»»
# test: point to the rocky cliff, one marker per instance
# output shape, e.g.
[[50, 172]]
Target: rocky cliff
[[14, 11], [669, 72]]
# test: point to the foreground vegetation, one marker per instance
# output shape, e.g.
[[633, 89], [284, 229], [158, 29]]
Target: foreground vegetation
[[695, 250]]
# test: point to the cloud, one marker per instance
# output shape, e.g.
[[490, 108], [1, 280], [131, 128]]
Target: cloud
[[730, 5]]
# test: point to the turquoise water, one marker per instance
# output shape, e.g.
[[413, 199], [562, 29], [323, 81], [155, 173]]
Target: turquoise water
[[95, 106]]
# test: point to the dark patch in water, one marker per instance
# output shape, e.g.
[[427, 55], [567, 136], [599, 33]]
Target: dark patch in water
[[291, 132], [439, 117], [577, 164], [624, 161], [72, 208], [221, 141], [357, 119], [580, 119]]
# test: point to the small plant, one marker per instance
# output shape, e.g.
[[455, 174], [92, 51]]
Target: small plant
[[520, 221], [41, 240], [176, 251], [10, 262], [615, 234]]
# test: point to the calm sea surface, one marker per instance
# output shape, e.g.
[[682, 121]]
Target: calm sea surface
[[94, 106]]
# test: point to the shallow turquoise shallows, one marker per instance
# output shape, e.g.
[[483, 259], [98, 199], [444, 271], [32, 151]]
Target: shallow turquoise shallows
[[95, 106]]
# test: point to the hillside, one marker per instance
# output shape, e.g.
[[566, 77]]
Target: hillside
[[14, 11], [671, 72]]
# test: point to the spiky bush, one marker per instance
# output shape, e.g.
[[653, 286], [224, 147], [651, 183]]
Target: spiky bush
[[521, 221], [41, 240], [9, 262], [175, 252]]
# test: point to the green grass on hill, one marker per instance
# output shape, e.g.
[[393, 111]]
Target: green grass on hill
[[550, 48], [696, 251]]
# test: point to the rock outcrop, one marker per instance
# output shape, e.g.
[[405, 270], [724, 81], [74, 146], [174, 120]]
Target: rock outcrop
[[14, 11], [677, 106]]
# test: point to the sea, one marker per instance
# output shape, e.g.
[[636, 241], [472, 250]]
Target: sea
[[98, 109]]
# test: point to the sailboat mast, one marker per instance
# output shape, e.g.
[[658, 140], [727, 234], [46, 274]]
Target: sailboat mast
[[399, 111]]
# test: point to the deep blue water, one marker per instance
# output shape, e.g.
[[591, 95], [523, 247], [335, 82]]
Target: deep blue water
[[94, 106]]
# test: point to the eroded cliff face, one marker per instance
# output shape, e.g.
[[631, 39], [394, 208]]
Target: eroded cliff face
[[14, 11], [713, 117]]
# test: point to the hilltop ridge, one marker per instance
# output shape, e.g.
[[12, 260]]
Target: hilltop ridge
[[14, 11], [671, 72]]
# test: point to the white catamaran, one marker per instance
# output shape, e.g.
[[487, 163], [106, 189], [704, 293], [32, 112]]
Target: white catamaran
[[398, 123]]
««
▶ **WHAT THE EXERCISE ASKS**
Set out everything in the entries above, from their first line down to the line containing "[[520, 221], [41, 240], [176, 251], [10, 262], [615, 234]]", as a numbered list. Include both of those lines and skip any blank lines.

▶ **OUTPUT OF THE EXERCISE**
1. # test: point to the rocky cliff, one marker per instance
2. # output shape, e.g.
3. [[50, 172]]
4. Target: rocky cliff
5. [[14, 11], [669, 72]]
6. # test: point to the foreground vegetation, one marker per instance
7. # output shape, e.g.
8. [[633, 89], [284, 229], [158, 29]]
9. Target: foreground vegetation
10. [[695, 250]]
11. # test: point to the cloud, one marker per instance
12. # output shape, e.g.
13. [[490, 108], [1, 280], [131, 128]]
14. Target: cloud
15. [[730, 5]]
16. # test: point to the turquoise water, one marker per instance
17. # output shape, e.g.
18. [[413, 199], [562, 29], [323, 81], [155, 173]]
19. Target: turquoise water
20. [[95, 106]]
21. # test: point to the dark patch in water, one marker per instance
22. # output shape, e.g.
23. [[427, 55], [567, 136], [599, 33]]
24. Target: dark patch in water
25. [[291, 132], [439, 117], [577, 164], [624, 161], [72, 208], [221, 141], [357, 119], [580, 119]]
26. # test: point to the small plant, one marker per instance
27. # output shape, e.g.
28. [[455, 174], [92, 51]]
29. Target: small plant
30. [[520, 221], [41, 240], [176, 251], [10, 262], [615, 234]]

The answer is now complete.